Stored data
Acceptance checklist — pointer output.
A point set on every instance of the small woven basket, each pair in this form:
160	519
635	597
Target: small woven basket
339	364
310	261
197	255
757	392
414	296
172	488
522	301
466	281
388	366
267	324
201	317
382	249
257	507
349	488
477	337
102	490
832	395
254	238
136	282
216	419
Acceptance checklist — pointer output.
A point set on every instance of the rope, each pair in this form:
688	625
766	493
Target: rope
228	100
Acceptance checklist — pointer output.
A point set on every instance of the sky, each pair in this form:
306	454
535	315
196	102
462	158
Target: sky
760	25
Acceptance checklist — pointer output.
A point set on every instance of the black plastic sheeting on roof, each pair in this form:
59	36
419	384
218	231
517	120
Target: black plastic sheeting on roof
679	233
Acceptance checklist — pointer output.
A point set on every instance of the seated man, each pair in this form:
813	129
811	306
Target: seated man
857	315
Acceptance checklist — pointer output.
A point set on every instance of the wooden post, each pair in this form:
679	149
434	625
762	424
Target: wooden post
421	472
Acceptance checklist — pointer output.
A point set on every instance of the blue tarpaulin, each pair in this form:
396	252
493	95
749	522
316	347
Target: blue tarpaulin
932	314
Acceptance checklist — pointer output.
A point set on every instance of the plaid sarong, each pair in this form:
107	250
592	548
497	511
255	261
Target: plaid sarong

**What is being asked**
Please filter the entries above down to the lines holding "each" and copy them.

**Solution below**
A point set on every instance of the small woven basket, each pair in this form:
A point set on every instance of the rope, each pair in this form:
A point set on every instance of the sky, each pair in this form:
A point set on every instance of the black plastic sheeting on roof, each pair in this form:
A point set on every instance of the seated man, each pair in this form:
A point set on every instance of the wooden post, each pair in this form:
A point set on every instance of the blue tarpaulin, each pair in this form:
A point set on every instance of the plaid sarong, each pair in this form:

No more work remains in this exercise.